■ TASK INSTRUCTIONS:
Can you copy, word for word, the part of the article on Canadian homelessness that starts at "Every day more" and ends at "Nothing is working."?

■ GIVEN PASSAGE:
:::

Published on June 18, 2024 by Canadian Dimension

Every day more Canadians are being pressed into homelessness. Shelters are overflowing. Tent cities are ubiquitous. Diseases more commonly associated with refugee camps have popped up with alarming frequency in inner-cities across the country. The numbers are devastating: up to 300,000 Canadians will experience homelessness this year—a substantial increase from the 235,000 who were homeless in 2016. Cities are scrambling to find solutions; sanctioned encampments, increased shelter capacity, forced removal by police. Nothing is working.

It’s a crisis the federal government has been trying to solve. In 2017 the Government of Canada launched the multi-billion dollar Reaching Home Initiative, which funded Housing First-oriented programming across the country. Housing First focuses on providing unconditional, permanent housing as quickly as possible to people experiencing homelessness, and connecting them with other supportive services afterward. It is a well-researched policy approach with a long track record of successfully reducing homelessness in North America and Europe.

It should have worked here, too.

But it didn’t.

Despite the tens of thousands of people housed by dedicated teams of social workers, more people are homeless now than ever before. It turns out Housing First can only end homelessness if people can be housed sustainably. No amount of time and money spent putting people into homes can compensate for an investor-captured housing market that pushes them out again.

:::

■ SOURCE INFORMATION:

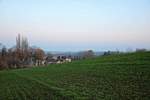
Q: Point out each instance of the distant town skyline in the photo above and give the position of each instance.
(75, 25)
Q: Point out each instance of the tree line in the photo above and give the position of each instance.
(22, 55)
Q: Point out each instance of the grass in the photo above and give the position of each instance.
(116, 77)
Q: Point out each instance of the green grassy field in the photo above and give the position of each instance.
(114, 77)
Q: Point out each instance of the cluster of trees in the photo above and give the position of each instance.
(21, 55)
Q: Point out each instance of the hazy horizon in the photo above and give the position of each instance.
(75, 25)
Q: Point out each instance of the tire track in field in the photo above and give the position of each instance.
(52, 91)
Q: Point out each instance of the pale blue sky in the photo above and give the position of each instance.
(73, 25)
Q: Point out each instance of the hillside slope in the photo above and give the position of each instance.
(117, 77)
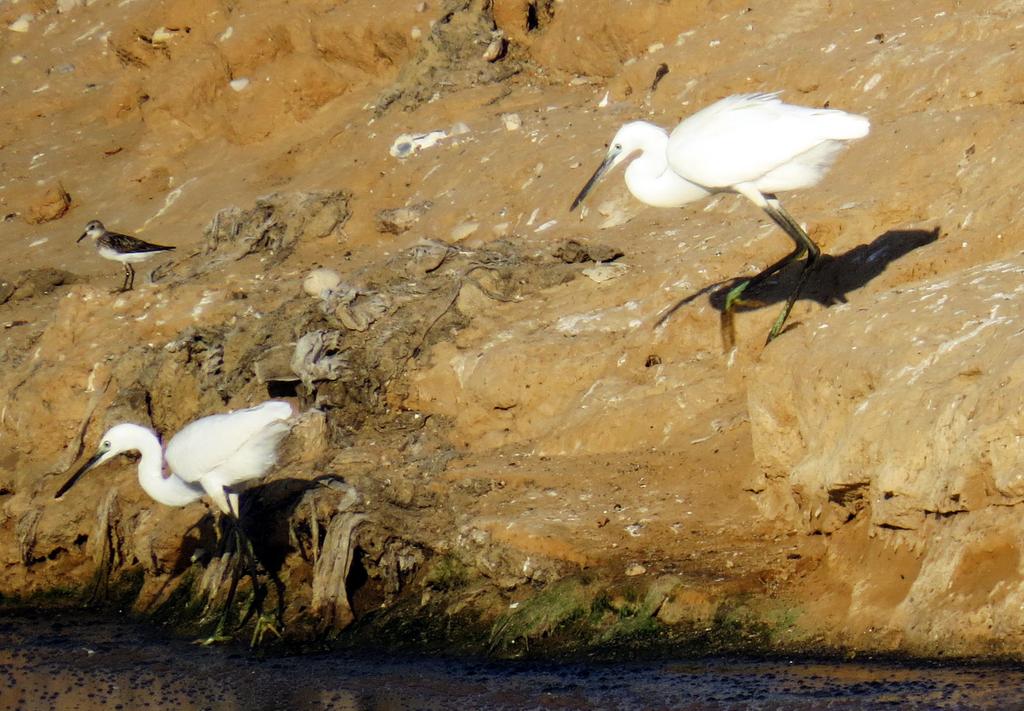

:::

■ FINISHED EXERCISE:
Every day more Canadians are being pressed into homelessness. Shelters are overflowing. Tent cities are ubiquitous. Diseases more commonly associated with refugee camps have popped up with alarming frequency in inner-cities across the country. The numbers are devastating: up to 300,000 Canadians will experience homelessness this year—a substantial increase from the 235,000 who were homeless in 2016. Cities are scrambling to find solutions; sanctioned encampments, increased shelter capacity, forced removal by police. Nothing is working.